PROBLEMS TO WORK ON>
(1) In the extract on 3D human pose estimation, how many MACs per frame does D3DP require during inference on a 243-frame sequence with H=20 and K=10?
(2) Copy the rows, starting with their first line and going on through the line that contains "[52,603,160,747]", with both ends included. Leave out the pictures.

EXTRACT>
▶

3D human pose estimation (HPE) from monocular videos is a fundamental task advancing rapidly in recent years for its significant applications in action recognition [55, 47, 23, 45, 63], human-robot interaction [73, 41, 46], and virtual reality [13, 56, 51]. Benefiting from the excellent performance of 2D pose detectors [4, 32, 40, 11, 48, 27], the 2D-to-3D lifting pipeline [1, 17, 57, 62, 64, 53, 3, 16] has become dominant due to its high precision and lightweight nature.

The 2D-to-3D lifting pipeline lacks depth priors and suffers from ambiguity. To mitigate this issue, recent works incorporate temporal correlations across video frames into the pose reconstruction process. For example, many transformer-based architectures [2, 69, 67, 43, 72, 30, 65, 36, 49, 70, 71] effectively capture long-range temporal dependencies by encoding the joint-level semantics of each video frame into pose tokens, achieving promising performance even on extremely long video sequences. However, the computational cost for spatial-temporal modeling in self-attention (SA) increases quadratically as the number of frames increases, resulting in substantial computational overhead.

Diffusion-based 3D HPE leverages transformer architectures to resolve depth ambiguity through the iterative refinement of high-fidelity 3D pose generation. These methods employ a transformer-based diffusion process, which requires $K$ steps of iterative refinement to generate $H$ pose hypotheses during inference. However, the inherent computational complexity of diffusion models, combined with the transformer-based SA mechanisms, leads to significant resource demands. For instance, processing a 243-frame video sequence with D3DP [37] requires 1.15G MACs per frame during training, but this increases to 228.8G per frame during inference with $H=20$ and $K=10$ . Although adjusting $H$ and $K$ offers a theoretical trade-off between accuracy and efficiency, the combined cost of diffusion steps and transformer operations makes it challenging to achieve both simultaneously.

◀

STORED RECORDS>

▶

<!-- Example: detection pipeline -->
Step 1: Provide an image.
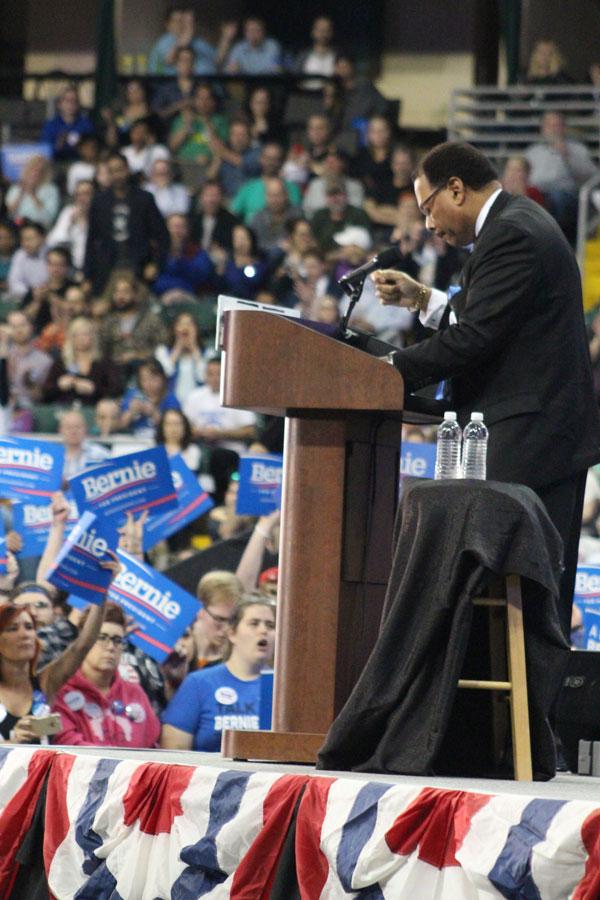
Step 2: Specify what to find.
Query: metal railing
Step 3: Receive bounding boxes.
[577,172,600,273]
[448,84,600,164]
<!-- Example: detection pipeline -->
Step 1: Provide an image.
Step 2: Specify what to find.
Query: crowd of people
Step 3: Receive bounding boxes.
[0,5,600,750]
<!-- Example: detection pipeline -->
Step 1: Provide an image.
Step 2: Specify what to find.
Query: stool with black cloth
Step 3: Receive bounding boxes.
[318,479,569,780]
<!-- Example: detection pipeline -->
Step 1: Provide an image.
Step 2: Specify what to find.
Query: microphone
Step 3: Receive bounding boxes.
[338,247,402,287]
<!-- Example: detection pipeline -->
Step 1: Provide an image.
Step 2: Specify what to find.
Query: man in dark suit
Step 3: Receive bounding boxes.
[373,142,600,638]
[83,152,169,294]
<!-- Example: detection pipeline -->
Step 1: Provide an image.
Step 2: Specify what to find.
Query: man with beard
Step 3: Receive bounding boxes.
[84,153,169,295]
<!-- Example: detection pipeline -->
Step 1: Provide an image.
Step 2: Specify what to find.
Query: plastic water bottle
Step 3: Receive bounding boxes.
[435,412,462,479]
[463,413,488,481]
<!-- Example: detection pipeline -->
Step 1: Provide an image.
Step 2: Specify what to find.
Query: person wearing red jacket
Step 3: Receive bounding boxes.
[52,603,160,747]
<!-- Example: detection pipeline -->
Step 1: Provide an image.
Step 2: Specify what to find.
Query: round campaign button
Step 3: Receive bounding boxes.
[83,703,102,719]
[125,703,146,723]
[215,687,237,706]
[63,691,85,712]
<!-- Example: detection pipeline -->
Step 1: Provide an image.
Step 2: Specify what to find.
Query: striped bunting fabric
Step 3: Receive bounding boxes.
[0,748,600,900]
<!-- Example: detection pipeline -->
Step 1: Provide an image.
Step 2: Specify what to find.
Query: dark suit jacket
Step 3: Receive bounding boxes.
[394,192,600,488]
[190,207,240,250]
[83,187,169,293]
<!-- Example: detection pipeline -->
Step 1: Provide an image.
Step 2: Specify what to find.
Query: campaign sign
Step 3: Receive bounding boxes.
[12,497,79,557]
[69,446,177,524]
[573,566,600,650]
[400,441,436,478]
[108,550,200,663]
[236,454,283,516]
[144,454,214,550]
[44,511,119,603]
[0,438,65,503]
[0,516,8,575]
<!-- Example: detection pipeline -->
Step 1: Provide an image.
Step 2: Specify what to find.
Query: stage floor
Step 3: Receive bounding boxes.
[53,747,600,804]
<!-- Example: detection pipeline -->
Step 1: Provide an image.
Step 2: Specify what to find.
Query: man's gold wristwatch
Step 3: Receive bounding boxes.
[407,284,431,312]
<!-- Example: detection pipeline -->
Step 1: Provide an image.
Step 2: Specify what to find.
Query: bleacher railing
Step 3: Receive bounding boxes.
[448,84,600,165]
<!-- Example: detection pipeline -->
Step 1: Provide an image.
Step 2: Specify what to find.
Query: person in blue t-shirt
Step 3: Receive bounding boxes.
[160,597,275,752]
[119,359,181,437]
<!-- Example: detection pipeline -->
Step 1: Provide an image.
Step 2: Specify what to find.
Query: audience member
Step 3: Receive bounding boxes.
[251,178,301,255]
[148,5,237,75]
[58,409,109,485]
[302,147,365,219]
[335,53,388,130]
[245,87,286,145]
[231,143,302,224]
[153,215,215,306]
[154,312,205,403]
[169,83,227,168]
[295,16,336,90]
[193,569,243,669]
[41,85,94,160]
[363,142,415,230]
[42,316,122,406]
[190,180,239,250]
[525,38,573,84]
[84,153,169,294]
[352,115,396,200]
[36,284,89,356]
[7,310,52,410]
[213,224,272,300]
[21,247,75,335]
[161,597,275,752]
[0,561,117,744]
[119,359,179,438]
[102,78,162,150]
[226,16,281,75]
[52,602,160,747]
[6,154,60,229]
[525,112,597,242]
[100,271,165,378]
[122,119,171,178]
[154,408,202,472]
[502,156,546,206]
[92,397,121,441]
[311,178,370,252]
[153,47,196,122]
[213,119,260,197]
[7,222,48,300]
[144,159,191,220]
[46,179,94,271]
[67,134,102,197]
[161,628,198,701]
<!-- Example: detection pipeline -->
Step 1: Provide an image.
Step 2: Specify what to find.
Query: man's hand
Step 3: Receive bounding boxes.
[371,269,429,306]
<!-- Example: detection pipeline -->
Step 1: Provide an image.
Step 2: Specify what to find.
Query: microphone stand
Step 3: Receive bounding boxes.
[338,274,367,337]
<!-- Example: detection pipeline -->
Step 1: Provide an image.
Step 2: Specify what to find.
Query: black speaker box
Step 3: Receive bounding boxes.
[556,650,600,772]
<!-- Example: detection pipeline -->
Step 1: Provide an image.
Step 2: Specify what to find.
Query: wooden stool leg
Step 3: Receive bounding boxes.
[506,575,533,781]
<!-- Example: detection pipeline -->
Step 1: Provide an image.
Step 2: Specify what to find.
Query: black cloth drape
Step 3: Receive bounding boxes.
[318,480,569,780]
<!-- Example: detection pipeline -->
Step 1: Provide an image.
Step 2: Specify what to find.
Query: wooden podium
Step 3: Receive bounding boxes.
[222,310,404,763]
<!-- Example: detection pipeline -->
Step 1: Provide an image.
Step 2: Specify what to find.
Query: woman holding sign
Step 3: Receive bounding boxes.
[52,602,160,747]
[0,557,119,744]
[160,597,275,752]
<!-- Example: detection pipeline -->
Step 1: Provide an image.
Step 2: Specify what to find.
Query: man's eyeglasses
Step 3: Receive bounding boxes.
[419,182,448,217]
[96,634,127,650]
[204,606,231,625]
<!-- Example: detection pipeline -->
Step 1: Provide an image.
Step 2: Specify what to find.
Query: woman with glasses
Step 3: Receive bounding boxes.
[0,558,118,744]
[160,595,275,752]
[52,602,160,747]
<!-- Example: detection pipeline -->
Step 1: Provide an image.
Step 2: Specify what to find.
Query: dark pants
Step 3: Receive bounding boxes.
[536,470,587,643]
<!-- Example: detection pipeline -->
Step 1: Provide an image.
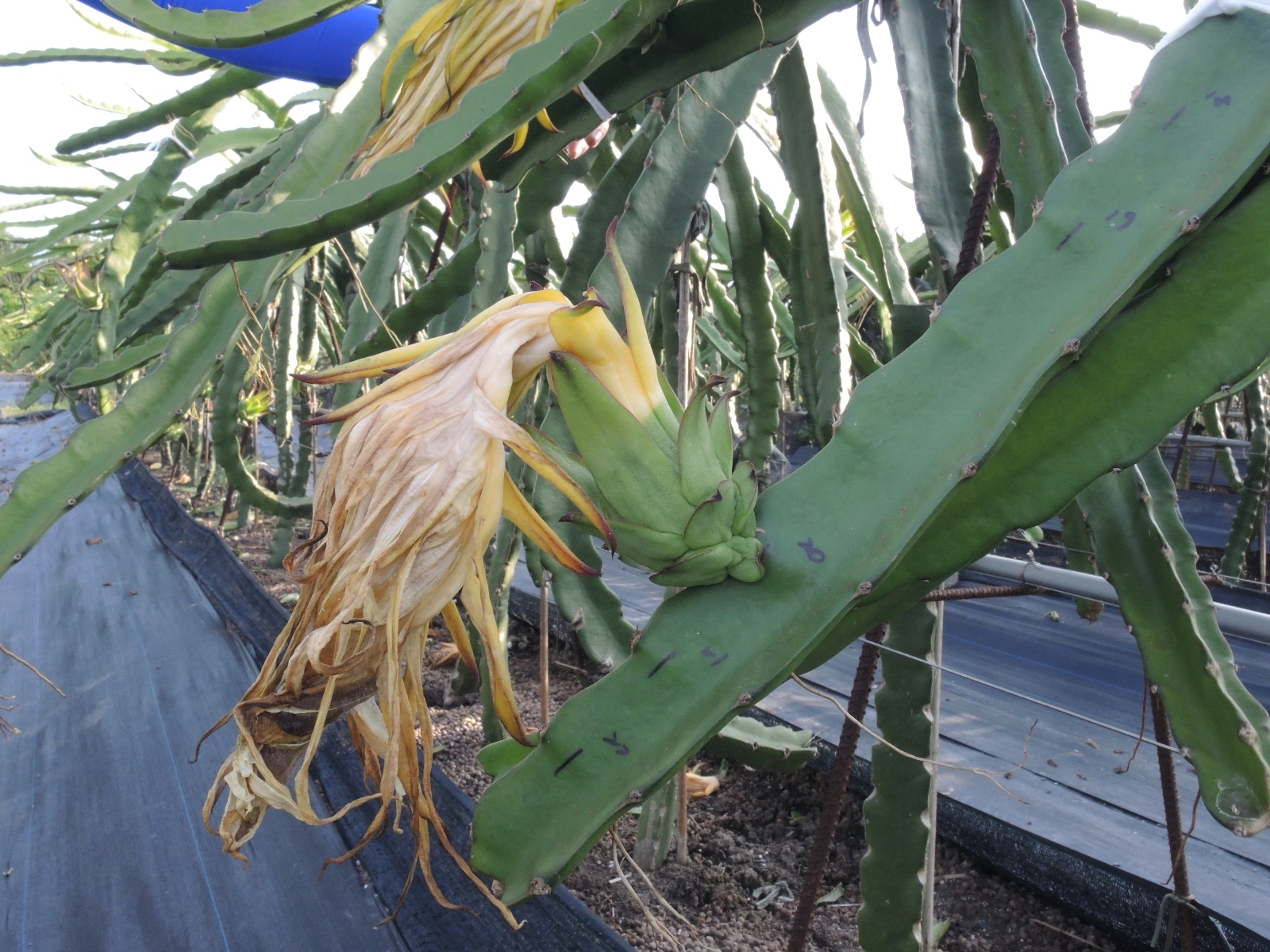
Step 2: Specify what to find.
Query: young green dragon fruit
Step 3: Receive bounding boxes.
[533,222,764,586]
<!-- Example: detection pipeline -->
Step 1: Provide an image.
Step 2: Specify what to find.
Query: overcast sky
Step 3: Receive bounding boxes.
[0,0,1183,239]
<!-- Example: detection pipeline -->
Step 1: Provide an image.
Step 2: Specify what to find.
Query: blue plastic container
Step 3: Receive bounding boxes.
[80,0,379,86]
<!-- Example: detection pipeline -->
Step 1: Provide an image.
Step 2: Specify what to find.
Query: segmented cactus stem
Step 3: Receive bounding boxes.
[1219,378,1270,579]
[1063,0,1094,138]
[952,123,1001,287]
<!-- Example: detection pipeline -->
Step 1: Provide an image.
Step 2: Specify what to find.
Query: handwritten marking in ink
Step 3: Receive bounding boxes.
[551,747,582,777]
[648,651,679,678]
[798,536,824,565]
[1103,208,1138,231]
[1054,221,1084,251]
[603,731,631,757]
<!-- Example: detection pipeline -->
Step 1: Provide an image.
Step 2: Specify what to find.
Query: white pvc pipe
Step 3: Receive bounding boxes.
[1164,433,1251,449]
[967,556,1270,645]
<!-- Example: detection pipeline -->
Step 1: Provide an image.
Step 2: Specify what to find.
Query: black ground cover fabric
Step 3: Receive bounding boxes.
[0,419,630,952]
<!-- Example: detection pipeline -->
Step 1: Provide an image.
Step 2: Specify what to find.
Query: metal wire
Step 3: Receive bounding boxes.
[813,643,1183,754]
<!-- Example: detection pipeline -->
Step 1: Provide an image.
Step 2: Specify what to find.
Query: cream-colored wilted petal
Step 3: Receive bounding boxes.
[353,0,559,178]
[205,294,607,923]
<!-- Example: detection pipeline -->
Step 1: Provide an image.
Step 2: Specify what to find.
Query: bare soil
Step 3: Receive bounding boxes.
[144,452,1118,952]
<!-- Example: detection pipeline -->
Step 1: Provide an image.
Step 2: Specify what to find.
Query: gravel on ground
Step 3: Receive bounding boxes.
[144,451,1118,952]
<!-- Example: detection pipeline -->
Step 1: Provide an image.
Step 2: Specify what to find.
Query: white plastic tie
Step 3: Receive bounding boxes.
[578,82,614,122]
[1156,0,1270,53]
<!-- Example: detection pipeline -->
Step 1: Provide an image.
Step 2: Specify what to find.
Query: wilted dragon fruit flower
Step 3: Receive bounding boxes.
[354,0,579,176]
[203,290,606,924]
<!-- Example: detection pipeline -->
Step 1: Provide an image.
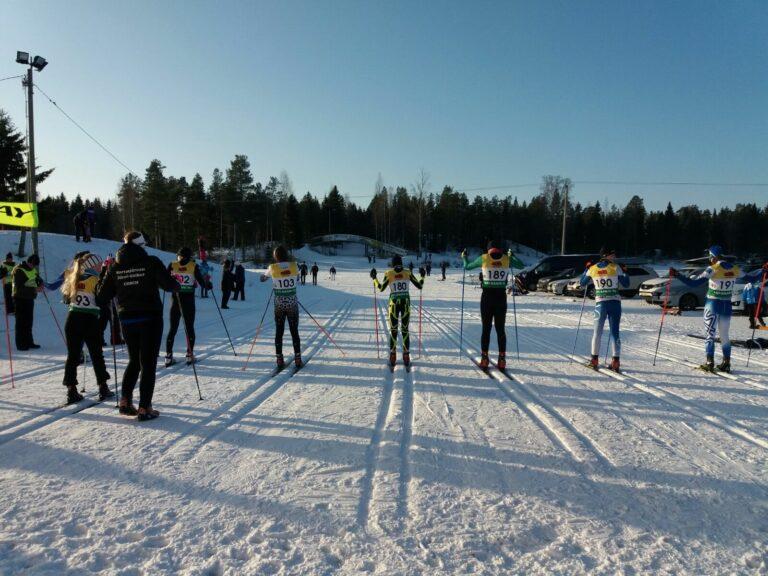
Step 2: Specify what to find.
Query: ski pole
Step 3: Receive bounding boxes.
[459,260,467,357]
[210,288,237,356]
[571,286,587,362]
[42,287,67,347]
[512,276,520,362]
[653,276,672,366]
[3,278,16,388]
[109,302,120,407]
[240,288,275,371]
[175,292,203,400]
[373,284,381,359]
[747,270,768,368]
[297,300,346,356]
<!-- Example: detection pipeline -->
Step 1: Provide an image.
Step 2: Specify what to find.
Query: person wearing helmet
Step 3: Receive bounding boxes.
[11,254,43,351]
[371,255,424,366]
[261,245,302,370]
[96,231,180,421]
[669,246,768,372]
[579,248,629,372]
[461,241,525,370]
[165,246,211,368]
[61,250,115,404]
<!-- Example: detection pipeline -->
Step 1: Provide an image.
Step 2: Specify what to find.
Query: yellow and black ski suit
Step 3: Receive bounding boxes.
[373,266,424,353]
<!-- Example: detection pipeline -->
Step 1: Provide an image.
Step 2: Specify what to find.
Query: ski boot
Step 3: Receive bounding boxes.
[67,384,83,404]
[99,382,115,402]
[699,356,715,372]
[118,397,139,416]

◀

SOLUTIONS BY TASK>
(1) 228.8G MACs per frame.

(2)
<!-- Example: detection pipeline -->
Step 1: Provide an image.
Step 2: Specify what to find.
Query: metal railing
Step 3: Receive bounding boxes.
[577,172,600,273]
[448,84,600,164]
<!-- Example: detection pipeline -->
Step 1: Provide an image.
Step 2: Specify what to find.
Query: crowd of people
Step 3: Receive bounding boxes.
[0,5,600,750]
<!-- Example: detection pipeline -->
Step 1: Provide an image.
Step 2: Specify what to find.
Query: stool with black cloth
Step 3: Receive bounding boxes.
[318,479,569,780]
<!-- Example: detection pipeline -->
Step 1: Provide an image.
Step 2: Specify what to find.
Query: microphone
Step 3: Receive bounding boxes.
[338,247,402,287]
<!-- Example: detection pipeline -->
Step 1: Provide an image.
Step 2: Specify what to find.
Query: man in dark suit
Step 3: Receive bounding boxes.
[373,142,600,638]
[83,152,169,294]
<!-- Example: detection pipeline -->
Step 1: Provide an image.
Step 2: Specify what to find.
Query: man with beard
Step 3: Receive bounding boxes.
[84,153,169,295]
<!-- Example: detection pipeline -->
Step 1: Provide an image.
Step 2: Specify what to find.
Query: plastic water bottle
Step 3: Receive bounding boxes.
[435,412,462,479]
[463,413,488,481]
<!-- Example: detection pipeline -->
Step 1: Provide an image.
Step 2: Specify what to find.
Query: person wearing red jacket
Step 3: Receive bounding boxes.
[52,603,160,747]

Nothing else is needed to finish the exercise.